>> begin Provided text
I was recently discussing the Tata Group’s corporate portfolio with a colleague. Under any theory of finance or strategy, it is difficult to explain Tata’s conglomeration of steel, cars, chemicals, cable, hotels, IT consulting and tea. It may be that the group structure enables Tata to focus its operations, or that unrelated portfolios have economic justification in emerging markets, where incomplete legal, financial and physical infrastructure creates higher transaction costs. But someone still has to manage all of this, and it is nearly impossible to imagine synergies across some of these businesses. And as Tata internationalizes, the original justifications for conglomeration begin to evaporate.
Enter the new MBA student. The aspiring investment banker wants to focus on capital structure, portfolio risk, and merger and acquisition; the aspiring strategy consultant wants to analyse competitive advantage and corporate synergies; the aspiring entrepreneur wants to talk about innovation, customer segmentation and venture capital financing. Nobody wants to talk about managing the enterprise.
But in the modern global economy, maybe they are talking about managing the enterprise.
For example, MBA students learn that Tata Group is not the only successful conglomerate out there, and that some of the most successful conglomerates— Wesfarmers (Australia), CJ (South Korea), Virgin (UK), Swire Pacific (Hong Kong), Textron (US), Berkshire-Hathaway (US), GE (US)—are headquartered in advanced economies, with none of Tata’s legitimate reasons for conglomerating.
If the Tata Group falls afoul of the theory of strategy synergies, then it is in very good company indeed.
It has not been theoretically fashionable for years, but I think the facts are telling us that conglomeration is, in fact, a viable and sustainable form of governance. The successes of GE and Berkshire-Hathaway are too significant and sustained to be treated as anomalies. On the other hand, conglomeration is not for the faint of heart, and unrelated portfolios often come under shareholder attack, or collapse under their own weight. Conglomeration works, but it cannot succeed without deep talent in finance, strategy, and entrepreneurship.
The factors common to successful conglomerates are four-fold:
(1) A world-class internal capability for analysing, negotiating and implementing large capital investments, especially mergers and acquisitions (read: corporate finance); (2) Compelling strategic objectives for the corporation, communicated clearly and consistently by the top executive (read: strategy); (3) A set of corporate-wide programmes, initiatives and systems that drive strategy execution across every business (read: strategy implementation); and (4) A distinctive corporate culture that percolates energy and ideas, and overcomes the bureaucratic tendencies of the large corporation (read: entrepreneurship).
Australia’s Wesfarmers, which competes in financial services, retail hardware, agriculture and transportation, is a classic example of this. Expanding in an era when corporate staff were regarded as overheads, Wesfarmers had the largest internal business development group in Australia. Corporate executives articulated objectives driven by returns on invested capital, while promoting systems and processes for measurement, best practice, customer focus and innovation across all businesses. By cascading a well-integrated set of objectives, programmes and cultural values from the corporate centre, while building core capabilities in merger and acquisition, Wesfarmers exemplified the conduct of the successful conglomerate.
>> end Provided text
>> begin Raw data
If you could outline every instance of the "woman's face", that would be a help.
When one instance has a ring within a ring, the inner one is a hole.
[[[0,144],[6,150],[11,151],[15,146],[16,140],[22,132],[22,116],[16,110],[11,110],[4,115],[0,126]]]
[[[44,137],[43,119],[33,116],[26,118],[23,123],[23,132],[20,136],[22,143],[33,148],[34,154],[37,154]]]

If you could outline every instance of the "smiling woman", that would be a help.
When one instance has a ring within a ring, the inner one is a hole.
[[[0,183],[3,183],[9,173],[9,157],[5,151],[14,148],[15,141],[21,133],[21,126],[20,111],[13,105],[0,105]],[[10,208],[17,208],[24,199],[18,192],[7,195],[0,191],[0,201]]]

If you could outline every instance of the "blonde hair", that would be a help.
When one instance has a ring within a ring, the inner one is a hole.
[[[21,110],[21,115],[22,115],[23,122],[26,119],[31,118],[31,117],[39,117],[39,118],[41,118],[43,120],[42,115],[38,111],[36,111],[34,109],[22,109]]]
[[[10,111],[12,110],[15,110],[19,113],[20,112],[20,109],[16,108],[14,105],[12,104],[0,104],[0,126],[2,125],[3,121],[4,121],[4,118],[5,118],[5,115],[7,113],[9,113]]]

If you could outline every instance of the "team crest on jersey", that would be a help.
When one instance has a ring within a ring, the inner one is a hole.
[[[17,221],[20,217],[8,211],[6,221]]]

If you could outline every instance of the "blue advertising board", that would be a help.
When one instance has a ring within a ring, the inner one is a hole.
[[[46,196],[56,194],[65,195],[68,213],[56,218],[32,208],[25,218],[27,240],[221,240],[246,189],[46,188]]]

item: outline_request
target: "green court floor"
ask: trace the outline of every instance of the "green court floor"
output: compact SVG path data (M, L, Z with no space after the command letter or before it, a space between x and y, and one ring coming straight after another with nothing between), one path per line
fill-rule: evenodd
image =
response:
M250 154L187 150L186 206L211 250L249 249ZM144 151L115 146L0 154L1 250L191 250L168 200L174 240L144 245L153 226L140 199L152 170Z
>> end Raw data
**Short task 1**
In the text on conglomerates, what did Wesfarmers have the largest of in Australia?
**Short task 2**
List every conglomerate that the text on conglomerates names as headquartered in an advanced economy, with the country given for each.
**Short task 3**
From the text on conglomerates, write out word for word everything from "I was recently" down to "begin to evaporate.".

**Full solution 1**
The largest internal business development group in Australia.

**Full solution 2**
- Wesfarmers (Australia)
- CJ (South Korea)
- Virgin (UK)
- Swire Pacific (Hong Kong)
- Textron (US)
- Berkshire-Hathaway (US)
- GE (US)

**Full solution 3**
I was recently discussing the Tata Group’s corporate portfolio with a colleague. Under any theory of finance or strategy, it is difficult to explain Tata’s conglomeration of steel, cars, chemicals, cable, hotels, IT consulting and tea. It may be that the group structure enables Tata to focus its operations, or that unrelated portfolios have economic justification in emerging markets, where incomplete legal, financial and physical infrastructure creates higher transaction costs. But someone still has to manage all of this, and it is nearly impossible to imagine synergies across some of these businesses. And as Tata internationalizes, the original justifications for conglomeration begin to evaporate.